==== QUOTED TEXT

Advising Learning Outcomes
- Academic Advising at Quincy College is focused on the institution’s motto of teaching and learning, one student at a time. Accordingly, our goal is that, as a result of the guidance and mentoring you receive from both Faculty and Professional Advisors, you will:
- Apply your developed understanding of the requirements for Quincy College degrees and certificate programs as you define your educational and career goals.
- Craft a coherent academic plan—based upon a self-assessment of your abilities, aspirations, interests, and values—in order to achieve your established goals.
- Apply your acquired knowledge of College policies, procedures, and deadlines to the decisions that you make and the business that you conduct as a student.
- Cultivate the intellectual habits that lead to successful college-level and life-long learning.
- Analyze and assess your academic strengths and areas in which you need improvement, and seek out Quincy College resources designed to assist you in developing your academic skills.
- Assume responsibility for meeting your program requirements and tracking your progress towards completion.
Advisor and Advisee Responsibilities
At Quincy College, we approach advising as a partnership between you and your Academic Advisor—you’ll work together with the common purpose of helping you succeed academically by attaining the outcomes outlined above. You each have responsibilities in this partnership.
In order to be a successful advisee, you should:
- Understand and monitor your academic progress via the QC Portal.
- Contact your advisor with any questions or concerns.
- Complete online registration each semester after your advising session.
- Work with your advisor to assure no holds prevent you from timely registration each term.
- Prepare for, and bring necessary information to, advising sessions, such as your printed audit and/or academic plans.
- Be an active participant in advising meetings—ask questions, take notes, and follow-up after the appointment.
- Become aware of, and adhere to, all College policies, procedures, and deadlines.
- Seek academic assistance, such as advising, tutoring, and/or student success coaching as needed.
- In the event you plan continue your education after graduating from Quincy, contact your transfer institution early to confirm you are positioning yourself for a smooth transition.
You can expect your Advisors to:
- Support you as you become a member of the Quincy College academic community.
- Help you to develop a realistic educational plan consistent with your abilities and interests.
- Help you understand Quincy College policies and procedures, your curriculum, and graduation requirements.
- Teach you the best way to build your academic schedule from term to term.
- Assist you in monitoring your progress towards academic and career goals.
- Provide you with transfer information and advising.
- Have discussions with you, and connect you to other faculty and staff who can guide your academic development.
- Respond to your emails in a timely manner and proactively reach out to you on a regular basis.
Our advisors will gladly set individual appointments with you—simply call our office at 617-984-1670. We also accept walk-in appointments, however, if your time is valuable to you and you can’t wait to be seen, please do reach out and set a specific time and date for your appointment with us. Additionally, if your work schedule does not permit you to see us during our regular hours, please reach out via our email address, and arrangements can be made: Email us at: email@example.com.
The Office of Academic Advising looks forward to working with you.
Common Academic Terms
Degree Audit – a worksheet outlining all course requirements for your degree or certificate program
Portal – an online system where students access grades, register for courses, view degree audit sheet, add/drop courses, access college e-mail, view important messages from instructors or the institution.
Academic Probation – warning status students receive when they fail to meet academic progress standards.

========

OBJECTIVE 1 >> List every line in the rows that contains the string "backpack", matching case exactly.

==== LISTING

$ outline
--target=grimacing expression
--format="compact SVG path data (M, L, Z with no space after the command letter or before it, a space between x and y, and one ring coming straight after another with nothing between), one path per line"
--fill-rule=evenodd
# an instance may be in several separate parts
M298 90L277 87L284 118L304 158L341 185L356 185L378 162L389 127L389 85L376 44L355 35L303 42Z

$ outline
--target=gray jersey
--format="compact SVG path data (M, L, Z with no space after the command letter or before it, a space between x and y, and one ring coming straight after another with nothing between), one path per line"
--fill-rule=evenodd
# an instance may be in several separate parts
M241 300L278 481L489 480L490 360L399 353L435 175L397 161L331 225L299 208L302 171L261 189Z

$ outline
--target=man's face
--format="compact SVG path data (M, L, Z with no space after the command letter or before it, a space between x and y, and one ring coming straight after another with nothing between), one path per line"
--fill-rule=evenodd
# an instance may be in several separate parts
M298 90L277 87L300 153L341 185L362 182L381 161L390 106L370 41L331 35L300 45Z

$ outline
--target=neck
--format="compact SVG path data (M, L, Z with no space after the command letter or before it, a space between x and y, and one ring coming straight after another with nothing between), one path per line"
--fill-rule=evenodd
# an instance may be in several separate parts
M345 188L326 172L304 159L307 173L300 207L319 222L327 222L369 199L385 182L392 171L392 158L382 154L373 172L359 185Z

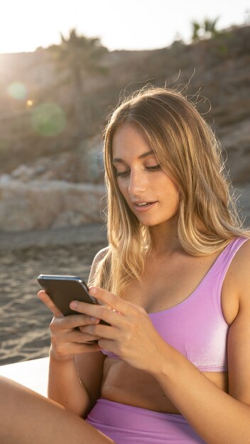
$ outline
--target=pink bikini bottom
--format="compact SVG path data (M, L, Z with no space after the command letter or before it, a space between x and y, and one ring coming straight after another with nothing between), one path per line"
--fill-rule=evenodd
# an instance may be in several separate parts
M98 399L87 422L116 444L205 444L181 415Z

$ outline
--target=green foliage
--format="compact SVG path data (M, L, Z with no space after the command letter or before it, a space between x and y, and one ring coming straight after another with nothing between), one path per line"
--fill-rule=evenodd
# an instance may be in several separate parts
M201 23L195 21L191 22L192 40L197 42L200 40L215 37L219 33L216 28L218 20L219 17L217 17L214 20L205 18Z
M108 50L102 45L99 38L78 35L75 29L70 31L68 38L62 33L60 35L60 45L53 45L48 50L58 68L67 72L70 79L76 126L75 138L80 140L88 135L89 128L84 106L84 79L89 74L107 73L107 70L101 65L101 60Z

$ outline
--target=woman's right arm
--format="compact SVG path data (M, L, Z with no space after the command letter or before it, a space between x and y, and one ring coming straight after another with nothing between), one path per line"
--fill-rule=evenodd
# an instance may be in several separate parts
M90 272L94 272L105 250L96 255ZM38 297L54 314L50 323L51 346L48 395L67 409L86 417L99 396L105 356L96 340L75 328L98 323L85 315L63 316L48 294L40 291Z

========
==== LISTING

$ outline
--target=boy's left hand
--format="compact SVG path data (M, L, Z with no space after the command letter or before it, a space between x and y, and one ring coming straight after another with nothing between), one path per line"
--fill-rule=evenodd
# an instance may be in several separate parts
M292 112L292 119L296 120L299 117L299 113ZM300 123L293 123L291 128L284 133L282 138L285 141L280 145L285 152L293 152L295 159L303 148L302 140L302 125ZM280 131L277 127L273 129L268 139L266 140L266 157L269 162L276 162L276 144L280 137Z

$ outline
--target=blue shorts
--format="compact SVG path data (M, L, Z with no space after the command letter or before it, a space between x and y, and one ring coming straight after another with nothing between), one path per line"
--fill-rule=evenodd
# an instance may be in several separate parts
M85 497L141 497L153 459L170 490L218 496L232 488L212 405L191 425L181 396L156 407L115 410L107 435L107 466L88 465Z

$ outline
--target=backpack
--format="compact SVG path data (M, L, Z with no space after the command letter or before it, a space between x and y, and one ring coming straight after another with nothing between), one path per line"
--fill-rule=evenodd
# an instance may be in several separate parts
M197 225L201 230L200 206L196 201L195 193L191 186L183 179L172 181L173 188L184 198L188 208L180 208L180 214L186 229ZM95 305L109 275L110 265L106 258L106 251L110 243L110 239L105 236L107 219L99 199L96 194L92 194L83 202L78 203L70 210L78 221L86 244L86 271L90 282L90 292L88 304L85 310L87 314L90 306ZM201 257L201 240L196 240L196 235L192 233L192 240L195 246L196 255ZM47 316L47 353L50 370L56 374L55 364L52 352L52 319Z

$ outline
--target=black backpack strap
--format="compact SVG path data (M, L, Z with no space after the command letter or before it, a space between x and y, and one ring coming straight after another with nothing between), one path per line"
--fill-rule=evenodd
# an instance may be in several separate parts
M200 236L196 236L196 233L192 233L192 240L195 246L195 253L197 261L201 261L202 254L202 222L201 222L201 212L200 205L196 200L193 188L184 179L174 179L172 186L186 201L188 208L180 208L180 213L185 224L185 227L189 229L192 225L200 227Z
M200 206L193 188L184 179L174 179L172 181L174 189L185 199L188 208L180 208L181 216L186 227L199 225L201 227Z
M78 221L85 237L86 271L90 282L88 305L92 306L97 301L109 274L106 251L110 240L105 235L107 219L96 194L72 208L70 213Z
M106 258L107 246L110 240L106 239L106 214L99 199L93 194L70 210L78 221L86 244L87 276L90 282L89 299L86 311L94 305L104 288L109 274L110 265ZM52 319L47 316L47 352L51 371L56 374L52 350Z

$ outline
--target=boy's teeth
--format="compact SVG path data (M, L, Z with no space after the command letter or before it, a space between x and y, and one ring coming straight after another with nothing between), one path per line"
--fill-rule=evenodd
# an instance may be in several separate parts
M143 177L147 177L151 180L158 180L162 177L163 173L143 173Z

========
==== LISTING

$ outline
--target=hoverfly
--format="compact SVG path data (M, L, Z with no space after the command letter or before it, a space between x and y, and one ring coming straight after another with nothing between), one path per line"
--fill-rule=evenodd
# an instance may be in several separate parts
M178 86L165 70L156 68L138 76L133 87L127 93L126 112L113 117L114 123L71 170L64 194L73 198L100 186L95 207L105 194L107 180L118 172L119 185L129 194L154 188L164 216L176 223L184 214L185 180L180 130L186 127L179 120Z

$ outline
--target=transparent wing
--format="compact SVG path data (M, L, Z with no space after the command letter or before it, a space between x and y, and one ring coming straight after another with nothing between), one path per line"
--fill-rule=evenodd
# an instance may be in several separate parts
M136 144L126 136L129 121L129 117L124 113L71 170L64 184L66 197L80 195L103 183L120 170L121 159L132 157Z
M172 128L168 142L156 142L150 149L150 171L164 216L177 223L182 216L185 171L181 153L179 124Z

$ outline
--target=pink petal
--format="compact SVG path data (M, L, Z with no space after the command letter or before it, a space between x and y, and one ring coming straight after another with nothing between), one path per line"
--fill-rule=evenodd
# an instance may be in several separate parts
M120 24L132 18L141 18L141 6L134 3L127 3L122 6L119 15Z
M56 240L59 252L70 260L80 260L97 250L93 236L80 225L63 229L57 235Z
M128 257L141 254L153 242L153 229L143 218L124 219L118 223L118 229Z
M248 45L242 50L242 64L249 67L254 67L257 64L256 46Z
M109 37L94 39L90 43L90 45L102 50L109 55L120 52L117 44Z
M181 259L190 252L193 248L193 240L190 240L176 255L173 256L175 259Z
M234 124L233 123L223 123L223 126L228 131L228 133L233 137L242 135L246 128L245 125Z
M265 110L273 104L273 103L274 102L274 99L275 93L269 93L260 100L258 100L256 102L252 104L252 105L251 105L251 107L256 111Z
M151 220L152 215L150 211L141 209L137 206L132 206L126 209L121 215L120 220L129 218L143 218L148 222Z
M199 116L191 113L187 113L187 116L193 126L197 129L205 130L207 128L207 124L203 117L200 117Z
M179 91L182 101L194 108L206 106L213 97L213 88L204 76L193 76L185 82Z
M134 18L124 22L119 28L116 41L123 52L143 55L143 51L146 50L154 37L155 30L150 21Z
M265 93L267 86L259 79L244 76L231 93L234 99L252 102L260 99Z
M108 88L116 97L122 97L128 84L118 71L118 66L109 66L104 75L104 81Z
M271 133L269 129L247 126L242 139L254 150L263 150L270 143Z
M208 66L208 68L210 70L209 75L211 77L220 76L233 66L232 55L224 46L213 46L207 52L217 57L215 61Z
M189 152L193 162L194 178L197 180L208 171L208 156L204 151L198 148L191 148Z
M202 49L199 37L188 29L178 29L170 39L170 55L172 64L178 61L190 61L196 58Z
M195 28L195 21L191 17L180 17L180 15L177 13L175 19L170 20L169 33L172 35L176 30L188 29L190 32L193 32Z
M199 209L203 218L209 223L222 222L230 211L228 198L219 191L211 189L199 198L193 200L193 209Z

========

OBJECTIVE 2 >> Reproduce the stretch of the advising page from "- Analyze and" through "in this partnership.", swapping each occurrence of "partnership" for "collaboration".

CORRECT RESPONSE 1 >>
--target=backpack
--target=black backpack strap

CORRECT RESPONSE 2 >>
- Analyze and assess your academic strengths and areas in which you need improvement, and seek out Quincy College resources designed to assist you in developing your academic skills.
- Assume responsibility for meeting your program requirements and tracking your progress towards completion.
Advisor and Advisee Responsibilities
At Quincy College, we approach advising as a collaboration between you and your Academic Advisor—you’ll work together with the common purpose of helping you succeed academically by attaining the outcomes outlined above. You each have responsibilities in this collaboration.